RECORDS FOR THIS TASK:
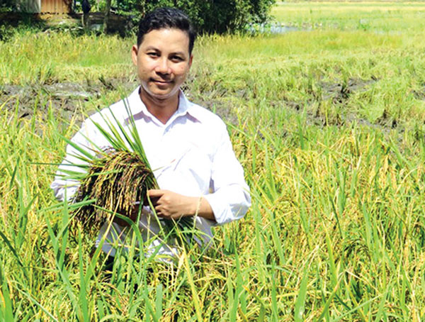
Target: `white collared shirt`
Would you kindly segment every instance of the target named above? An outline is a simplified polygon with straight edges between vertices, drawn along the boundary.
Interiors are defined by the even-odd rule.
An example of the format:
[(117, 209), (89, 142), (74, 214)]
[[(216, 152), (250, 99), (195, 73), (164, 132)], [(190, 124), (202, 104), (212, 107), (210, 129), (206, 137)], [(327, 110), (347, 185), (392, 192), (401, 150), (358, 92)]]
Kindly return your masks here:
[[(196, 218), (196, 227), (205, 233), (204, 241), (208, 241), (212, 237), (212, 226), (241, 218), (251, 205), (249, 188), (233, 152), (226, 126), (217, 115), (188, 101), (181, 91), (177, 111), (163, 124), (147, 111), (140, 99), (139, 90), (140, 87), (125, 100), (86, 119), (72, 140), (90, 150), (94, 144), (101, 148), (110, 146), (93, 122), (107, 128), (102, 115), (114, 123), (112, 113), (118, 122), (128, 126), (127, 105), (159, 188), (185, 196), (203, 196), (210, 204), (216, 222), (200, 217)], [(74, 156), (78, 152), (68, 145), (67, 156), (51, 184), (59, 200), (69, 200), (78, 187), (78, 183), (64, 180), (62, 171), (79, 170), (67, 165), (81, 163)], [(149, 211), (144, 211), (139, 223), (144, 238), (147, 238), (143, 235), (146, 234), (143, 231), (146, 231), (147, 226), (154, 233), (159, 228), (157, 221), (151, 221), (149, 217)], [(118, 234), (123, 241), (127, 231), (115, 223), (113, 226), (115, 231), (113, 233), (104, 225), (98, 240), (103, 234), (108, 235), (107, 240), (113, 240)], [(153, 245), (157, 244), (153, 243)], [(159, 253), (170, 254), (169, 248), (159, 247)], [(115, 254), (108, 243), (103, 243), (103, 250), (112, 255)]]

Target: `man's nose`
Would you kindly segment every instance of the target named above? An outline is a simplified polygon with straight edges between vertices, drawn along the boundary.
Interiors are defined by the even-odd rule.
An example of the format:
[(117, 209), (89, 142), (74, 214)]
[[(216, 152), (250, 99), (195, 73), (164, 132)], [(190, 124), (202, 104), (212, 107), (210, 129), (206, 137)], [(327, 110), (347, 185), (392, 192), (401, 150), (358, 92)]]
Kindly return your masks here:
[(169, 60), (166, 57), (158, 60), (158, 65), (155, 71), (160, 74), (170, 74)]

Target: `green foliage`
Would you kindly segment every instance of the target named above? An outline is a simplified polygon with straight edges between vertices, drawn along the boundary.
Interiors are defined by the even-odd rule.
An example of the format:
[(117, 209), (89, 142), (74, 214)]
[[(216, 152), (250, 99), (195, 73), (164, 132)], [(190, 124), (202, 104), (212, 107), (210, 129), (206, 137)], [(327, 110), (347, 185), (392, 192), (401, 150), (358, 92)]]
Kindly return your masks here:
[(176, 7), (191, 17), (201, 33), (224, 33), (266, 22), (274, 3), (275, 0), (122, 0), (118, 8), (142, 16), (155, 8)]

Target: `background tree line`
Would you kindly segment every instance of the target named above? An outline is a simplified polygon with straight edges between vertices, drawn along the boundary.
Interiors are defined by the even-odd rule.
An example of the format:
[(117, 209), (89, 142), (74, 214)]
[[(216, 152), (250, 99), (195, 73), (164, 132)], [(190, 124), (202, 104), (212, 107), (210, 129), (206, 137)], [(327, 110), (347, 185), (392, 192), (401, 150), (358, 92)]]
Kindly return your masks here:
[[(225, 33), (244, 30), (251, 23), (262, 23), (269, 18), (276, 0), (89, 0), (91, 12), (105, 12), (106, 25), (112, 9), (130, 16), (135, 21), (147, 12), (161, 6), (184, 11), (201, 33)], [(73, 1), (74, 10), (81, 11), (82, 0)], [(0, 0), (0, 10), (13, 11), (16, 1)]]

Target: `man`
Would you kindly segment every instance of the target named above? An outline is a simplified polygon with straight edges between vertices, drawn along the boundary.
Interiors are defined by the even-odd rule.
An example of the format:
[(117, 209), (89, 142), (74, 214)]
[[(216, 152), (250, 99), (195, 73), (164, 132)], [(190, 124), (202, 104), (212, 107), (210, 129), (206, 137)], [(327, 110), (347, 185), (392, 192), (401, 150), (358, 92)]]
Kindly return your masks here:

WHAT TO PRODUCE: Copy every item above word for word, leaving out the pictures.

SOLUTION FOR THIS EXERCISE:
Target: `white collared shirt`
Would you kindly segment every instance of the target named above? An outline is a simplified polygon with straight edges between vertices, drawn along the boundary.
Interiors are defined by the even-odd rule.
An example of the format:
[(117, 209), (89, 142), (74, 214)]
[[(216, 152), (250, 99), (195, 73), (164, 132)], [(190, 124), (202, 104), (212, 107), (210, 129), (206, 137)], [(327, 110), (347, 185), (392, 192), (401, 150), (358, 92)]]
Kindly return your masks here:
[[(196, 218), (196, 227), (205, 233), (204, 241), (208, 241), (212, 237), (212, 226), (241, 218), (251, 205), (249, 188), (233, 152), (226, 126), (217, 115), (188, 101), (181, 91), (177, 111), (163, 124), (147, 111), (140, 99), (139, 90), (140, 87), (125, 100), (86, 119), (72, 140), (90, 150), (94, 144), (101, 148), (110, 146), (93, 122), (107, 128), (102, 115), (114, 123), (112, 113), (118, 122), (128, 126), (127, 105), (159, 188), (185, 196), (203, 196), (210, 204), (216, 222), (200, 217)], [(74, 156), (78, 152), (68, 145), (67, 156), (51, 184), (59, 200), (69, 200), (78, 187), (78, 183), (64, 180), (62, 171), (79, 170), (67, 165), (81, 163)], [(149, 211), (144, 211), (139, 223), (144, 238), (147, 238), (143, 235), (146, 234), (143, 231), (146, 231), (147, 226), (154, 233), (159, 228), (157, 221), (151, 221), (149, 217)], [(118, 234), (123, 241), (127, 231), (115, 223), (113, 226), (115, 231), (113, 233), (104, 225), (98, 240), (103, 234), (108, 235), (107, 240), (113, 240)], [(153, 245), (157, 244), (153, 243)], [(159, 253), (170, 254), (169, 248), (159, 247)], [(115, 254), (108, 243), (103, 243), (103, 250), (112, 255)]]

Target: `man's nose`
Would you kindly segment every instance of the target named above? An outline is a simplified polygon with straight edges between vertices, drawn along the boundary.
Interiors are defined by the even-odd rule.
An example of the format:
[(117, 209), (89, 142), (74, 214)]
[[(216, 152), (250, 99), (195, 73), (164, 132)], [(190, 124), (202, 104), (212, 107), (210, 129), (206, 137)], [(327, 110), (347, 185), (392, 192), (401, 150), (358, 92)]]
Kindly return your masks here:
[(169, 60), (166, 57), (158, 60), (158, 65), (155, 71), (160, 74), (170, 74)]

Target: `green foliage`
Would you kindly segment every instance of the target named above? An outline is a simplified polygon with straight edges between vertices, drawn along the boundary.
Interiors are defined by the even-odd rule.
An example of the format:
[(117, 209), (89, 142), (74, 214)]
[[(216, 152), (250, 99), (195, 73), (164, 132)], [(190, 124), (202, 104), (212, 107), (210, 129), (206, 137)], [(327, 110), (347, 185), (392, 192), (401, 150), (358, 92)]]
Kindly return your masks here:
[(176, 7), (191, 17), (201, 33), (224, 33), (266, 22), (274, 3), (275, 0), (122, 0), (118, 8), (142, 16), (155, 8)]

Target: `background tree line`
Would you kindly segment every instance of the target named above? An outline is a simplified polygon with straight edges between vertices, drawn along the boundary.
Interiors are defined by the even-odd rule.
An example of the format:
[(117, 209), (89, 142), (74, 214)]
[[(216, 152), (250, 99), (195, 73), (164, 132)], [(190, 124), (202, 104), (212, 107), (210, 129), (206, 137)], [(327, 110), (347, 185), (392, 192), (401, 150), (358, 92)]]
Kindly return your masks here:
[[(225, 33), (244, 30), (251, 23), (262, 23), (269, 18), (276, 0), (89, 0), (91, 12), (105, 12), (106, 25), (112, 9), (130, 16), (135, 21), (147, 12), (161, 6), (184, 11), (201, 33)], [(73, 1), (74, 10), (81, 11), (82, 0)], [(0, 0), (0, 10), (13, 11), (16, 1)]]

Target: `man`
Would you kindly segment every instance of the target named above? An outline is a simplified polygon with straight edges between vertices, drawn along the boundary.
Interiors are defined by the even-odd rule.
An example of the format:
[(117, 209), (89, 142), (74, 214)]
[[(216, 152), (250, 99), (195, 73), (164, 132)], [(190, 124), (202, 104), (212, 107), (210, 129), (206, 137)], [(327, 110), (347, 185), (392, 192), (401, 150), (358, 92)]]
Kindly return your masks here:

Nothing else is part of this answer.